*** Opening Document section ***
The Midlands Regional Hospital, Portlaoise () is a public hospital located in Portlaoise, County Laois, Ireland. It is managed by Dublin Midlands Hospital Group.

History
The hospital, which replaced Laois County Infirmary, was designed by Drogheda born Irish architect Michael Scott, and was built between 1933 and 1936.

On 5 March 2008, reports were published regarding the breast cancer misdiagnosis scandal at the hospital. A very high misdiagnosis rate was found to have occurred between 2003 and 2007.

On 30 January 2014, the RTÉ Investigations Unit broadcast a Prime Time programme about the tragic deaths of newborn babies in Portlaoise Hospital and the subsequent management of patients and their families by the hospital and the HSE. A statutory investigation was launched and it found that 8 babies had died due a lack of know-how and a lack of resources at the hospital.
*** Closing Document section ***
*** Opening Study material ***
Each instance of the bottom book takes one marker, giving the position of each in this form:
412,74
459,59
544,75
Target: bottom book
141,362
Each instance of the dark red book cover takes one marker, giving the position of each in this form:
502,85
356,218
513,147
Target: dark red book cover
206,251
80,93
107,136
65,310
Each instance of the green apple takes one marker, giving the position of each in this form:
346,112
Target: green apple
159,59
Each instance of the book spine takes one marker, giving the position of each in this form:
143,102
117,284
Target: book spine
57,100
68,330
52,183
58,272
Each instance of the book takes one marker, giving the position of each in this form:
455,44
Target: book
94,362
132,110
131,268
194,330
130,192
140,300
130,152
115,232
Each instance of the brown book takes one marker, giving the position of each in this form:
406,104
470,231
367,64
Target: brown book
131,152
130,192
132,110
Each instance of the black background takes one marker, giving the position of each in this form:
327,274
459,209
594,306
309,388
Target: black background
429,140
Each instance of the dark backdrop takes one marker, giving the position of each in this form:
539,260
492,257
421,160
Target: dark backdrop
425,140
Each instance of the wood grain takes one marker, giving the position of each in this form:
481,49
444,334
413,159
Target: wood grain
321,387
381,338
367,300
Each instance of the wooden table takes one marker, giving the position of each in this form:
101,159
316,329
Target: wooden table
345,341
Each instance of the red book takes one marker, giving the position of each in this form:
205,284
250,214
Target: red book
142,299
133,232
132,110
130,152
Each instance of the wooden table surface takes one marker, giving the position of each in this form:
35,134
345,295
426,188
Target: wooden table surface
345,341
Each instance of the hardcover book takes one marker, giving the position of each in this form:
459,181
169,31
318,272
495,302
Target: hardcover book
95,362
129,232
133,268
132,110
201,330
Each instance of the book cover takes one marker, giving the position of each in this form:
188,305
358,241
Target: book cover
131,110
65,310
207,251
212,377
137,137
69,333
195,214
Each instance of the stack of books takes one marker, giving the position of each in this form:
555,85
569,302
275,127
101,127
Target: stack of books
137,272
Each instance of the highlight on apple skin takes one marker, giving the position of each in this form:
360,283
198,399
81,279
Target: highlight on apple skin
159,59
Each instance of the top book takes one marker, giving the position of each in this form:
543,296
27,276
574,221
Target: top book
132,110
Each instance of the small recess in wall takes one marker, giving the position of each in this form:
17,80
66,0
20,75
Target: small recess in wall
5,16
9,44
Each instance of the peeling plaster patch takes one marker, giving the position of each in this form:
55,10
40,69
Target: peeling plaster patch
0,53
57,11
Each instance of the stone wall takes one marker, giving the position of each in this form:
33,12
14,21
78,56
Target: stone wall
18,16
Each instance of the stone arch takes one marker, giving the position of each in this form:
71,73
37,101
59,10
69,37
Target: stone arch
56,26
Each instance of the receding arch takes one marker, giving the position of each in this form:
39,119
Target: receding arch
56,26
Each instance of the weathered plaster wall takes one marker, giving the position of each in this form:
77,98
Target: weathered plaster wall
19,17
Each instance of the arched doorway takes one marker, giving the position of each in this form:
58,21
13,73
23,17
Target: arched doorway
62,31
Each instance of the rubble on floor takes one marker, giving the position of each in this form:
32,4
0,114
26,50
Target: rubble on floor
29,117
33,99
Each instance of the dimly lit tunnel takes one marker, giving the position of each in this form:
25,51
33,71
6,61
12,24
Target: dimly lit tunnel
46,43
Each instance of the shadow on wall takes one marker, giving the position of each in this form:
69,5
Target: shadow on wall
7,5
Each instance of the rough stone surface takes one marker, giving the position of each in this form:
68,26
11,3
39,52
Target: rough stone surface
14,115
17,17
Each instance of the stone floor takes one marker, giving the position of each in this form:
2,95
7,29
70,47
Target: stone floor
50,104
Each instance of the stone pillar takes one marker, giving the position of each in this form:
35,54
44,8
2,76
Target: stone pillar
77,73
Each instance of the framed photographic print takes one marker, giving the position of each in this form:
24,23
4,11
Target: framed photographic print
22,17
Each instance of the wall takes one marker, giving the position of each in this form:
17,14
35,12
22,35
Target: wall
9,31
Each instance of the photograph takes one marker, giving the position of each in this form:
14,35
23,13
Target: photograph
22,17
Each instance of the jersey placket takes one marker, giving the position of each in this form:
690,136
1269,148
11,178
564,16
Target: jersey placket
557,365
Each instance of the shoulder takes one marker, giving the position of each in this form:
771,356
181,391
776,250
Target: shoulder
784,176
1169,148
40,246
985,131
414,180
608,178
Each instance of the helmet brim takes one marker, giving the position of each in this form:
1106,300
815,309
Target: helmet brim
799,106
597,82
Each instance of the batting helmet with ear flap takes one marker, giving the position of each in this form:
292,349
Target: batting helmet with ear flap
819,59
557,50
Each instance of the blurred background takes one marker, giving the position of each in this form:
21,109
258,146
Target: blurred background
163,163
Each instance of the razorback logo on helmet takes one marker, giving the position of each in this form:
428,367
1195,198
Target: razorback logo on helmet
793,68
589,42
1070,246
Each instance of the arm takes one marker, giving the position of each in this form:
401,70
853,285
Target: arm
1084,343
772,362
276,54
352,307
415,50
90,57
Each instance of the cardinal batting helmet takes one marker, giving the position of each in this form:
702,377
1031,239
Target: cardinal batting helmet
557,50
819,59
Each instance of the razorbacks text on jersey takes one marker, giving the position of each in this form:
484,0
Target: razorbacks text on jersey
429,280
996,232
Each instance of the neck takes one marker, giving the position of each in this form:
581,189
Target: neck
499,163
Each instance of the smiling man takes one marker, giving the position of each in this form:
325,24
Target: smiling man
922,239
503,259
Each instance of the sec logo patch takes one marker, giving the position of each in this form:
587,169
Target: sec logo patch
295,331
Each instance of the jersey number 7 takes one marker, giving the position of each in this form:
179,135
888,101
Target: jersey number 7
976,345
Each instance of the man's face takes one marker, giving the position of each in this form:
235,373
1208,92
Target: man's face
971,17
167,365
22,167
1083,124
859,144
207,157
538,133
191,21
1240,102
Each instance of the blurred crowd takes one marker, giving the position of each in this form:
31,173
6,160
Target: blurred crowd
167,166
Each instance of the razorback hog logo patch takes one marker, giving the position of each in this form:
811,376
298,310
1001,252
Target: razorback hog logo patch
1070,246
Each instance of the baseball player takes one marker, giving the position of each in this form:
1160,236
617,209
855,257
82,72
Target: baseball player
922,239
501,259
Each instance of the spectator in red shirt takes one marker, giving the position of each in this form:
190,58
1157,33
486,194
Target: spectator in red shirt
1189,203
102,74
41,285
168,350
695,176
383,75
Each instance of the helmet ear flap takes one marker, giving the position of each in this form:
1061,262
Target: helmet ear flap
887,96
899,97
*** Closing Study material ***
Print the section of the hospital text between "On 30 January" and "resources at the hospital.", inclusive, without any changes.

• _Reply_
On 30 January 2014, the RTÉ Investigations Unit broadcast a Prime Time programme about the tragic deaths of newborn babies in Portlaoise Hospital and the subsequent management of patients and their families by the hospital and the HSE. A statutory investigation was launched and it found that 8 babies had died due a lack of know-how and a lack of resources at the hospital.